(Image entries concerning named regions)
--- --- ---

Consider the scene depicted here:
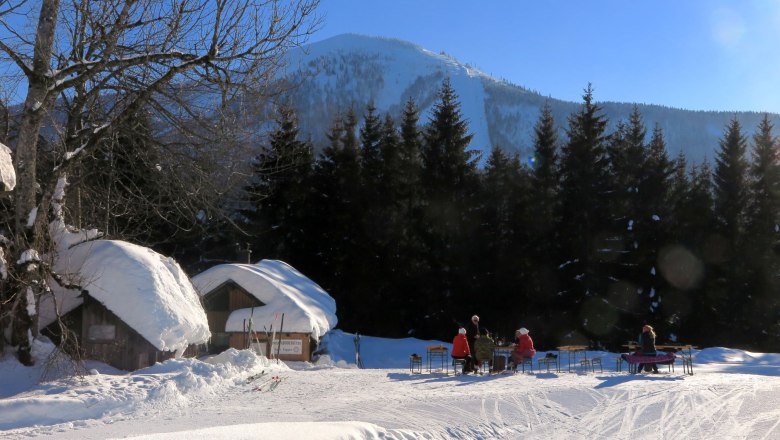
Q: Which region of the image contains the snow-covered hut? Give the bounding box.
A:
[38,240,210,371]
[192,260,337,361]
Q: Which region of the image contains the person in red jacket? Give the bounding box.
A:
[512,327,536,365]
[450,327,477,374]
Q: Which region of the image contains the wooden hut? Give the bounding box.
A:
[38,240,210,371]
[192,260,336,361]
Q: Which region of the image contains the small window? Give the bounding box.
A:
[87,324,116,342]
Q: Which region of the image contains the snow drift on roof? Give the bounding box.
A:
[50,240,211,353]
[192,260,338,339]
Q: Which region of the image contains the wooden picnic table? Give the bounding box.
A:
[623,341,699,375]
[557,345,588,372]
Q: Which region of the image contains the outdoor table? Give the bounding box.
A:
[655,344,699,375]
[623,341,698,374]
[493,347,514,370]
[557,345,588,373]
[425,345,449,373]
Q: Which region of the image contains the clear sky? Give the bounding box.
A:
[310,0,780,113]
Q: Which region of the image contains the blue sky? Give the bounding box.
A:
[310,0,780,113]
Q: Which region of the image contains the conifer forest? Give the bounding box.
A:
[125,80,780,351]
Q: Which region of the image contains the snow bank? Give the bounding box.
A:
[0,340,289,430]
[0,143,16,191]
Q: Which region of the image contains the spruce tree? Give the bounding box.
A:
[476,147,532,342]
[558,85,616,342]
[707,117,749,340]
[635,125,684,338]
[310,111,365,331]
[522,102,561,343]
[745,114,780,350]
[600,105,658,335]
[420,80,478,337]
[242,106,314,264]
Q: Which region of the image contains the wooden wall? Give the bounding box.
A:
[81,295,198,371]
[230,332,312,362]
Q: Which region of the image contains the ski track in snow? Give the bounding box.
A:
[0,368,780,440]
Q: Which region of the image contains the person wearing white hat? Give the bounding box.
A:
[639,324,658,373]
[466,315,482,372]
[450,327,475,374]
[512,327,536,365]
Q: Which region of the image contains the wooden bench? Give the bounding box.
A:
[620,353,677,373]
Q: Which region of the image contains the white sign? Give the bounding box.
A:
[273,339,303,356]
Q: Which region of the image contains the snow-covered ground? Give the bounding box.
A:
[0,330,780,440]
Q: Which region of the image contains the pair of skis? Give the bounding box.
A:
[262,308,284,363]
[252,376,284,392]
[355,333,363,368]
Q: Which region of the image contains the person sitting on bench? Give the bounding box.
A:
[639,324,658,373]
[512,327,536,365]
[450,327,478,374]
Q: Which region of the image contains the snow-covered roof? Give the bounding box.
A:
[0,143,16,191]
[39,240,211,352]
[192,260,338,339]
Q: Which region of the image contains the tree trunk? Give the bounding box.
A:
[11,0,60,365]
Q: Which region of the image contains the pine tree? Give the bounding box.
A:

--- --- ---

Identify every line above that contains the word "wooden" and copy each of those lines in full.

Q: Which region of the image contains the wooden hut? Give the bounding box.
Q: Which region of the image contains the wooden picnic table? Give the bounding box.
Q: Which region of the image contains the wooden wall? Give the bounding box.
Q: Which region of the image contains the wooden bench? Give the bounding box.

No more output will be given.